■ **Requisito**
Reproduza sem alterações o trecho da crítica ao filme “Rio da Prata” que começa em “Um épico do” e segue até “amargo de Raoul Walsh.”.

■ **Excerto do documento**
■ ■ ■ ■ ■ ■ ■

Date published: 28 de August de 2021

Director(s): Raoul Walsh

Actor(s): Errol Flynn, Ann Sheridan, Thomas Mitchell, Bruce Bennett, Tom D'Andrea, Barton MacLane, Monte Blue, Jonathan Hale, Al Bridge, Arthur Space

Genre: Romance, Western, Drama, 1948, 110 min

  • Cláudio Alves - 75
75

CONCLUSÃO:

Um épico do fracasso e da derrota, “Rio da Prata” tenta ser romance, western e filme de guerra. Tão ambicioso como seu protagonista e tão desgraçado também, o trabalho fascina e empolga aquele que esteja disposto a sintonizar-se com suas tonalidades ácidas, a amargura que corre nas veias do organismo cinematográfico. No fim dos seus anos de glória, Errol Flynn mostra ser um anti-herói perfeito para o universo amargo de Raoul Walsh.

O MELHOR: O prólogo que termina com o dinheiro a arder, a química antirromântica de Flynn e Sheridan, o modo como a narrativa jamais perde uma oportunidade para salientar as sombras que vivem nas margens de cada triunfo.

O PIOR: Apesar de empolgante, confessamos que a amargura deste “Rio da Prata” não é fácil de engolir. Isso e uma estrutura meio caótica impedem a obra de subir ao panteão máximo de Raoul Walsh. Na sua presente forma, trata-se daqueles filmes mais feitos para ser apreciados com respeito do que amados com paixão.

■ ■ ■ ■ ■ ■ ■

■ **Dados armazenados**
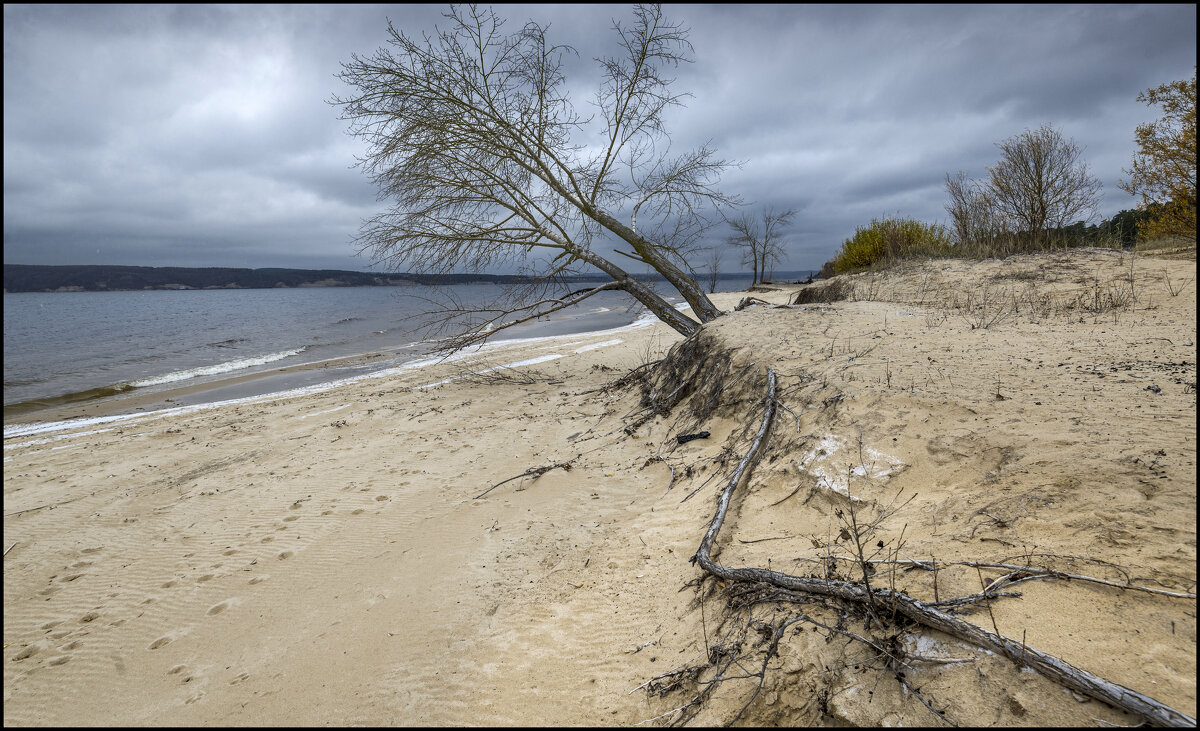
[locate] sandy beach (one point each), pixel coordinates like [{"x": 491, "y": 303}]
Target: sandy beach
[{"x": 348, "y": 556}]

■ ■ ■ ■ ■ ■ ■

■ **Resposta resolvida**
Um épico do fracasso e da derrota, “Rio da Prata” tenta ser romance, western e filme de guerra. Tão ambicioso como seu protagonista e tão desgraçado também, o trabalho fascina e empolga aquele que esteja disposto a sintonizar-se com suas tonalidades ácidas, a amargura que corre nas veias do organismo cinematográfico. No fim dos seus anos de glória, Errol Flynn mostra ser um anti-herói perfeito para o universo amargo de Raoul Walsh.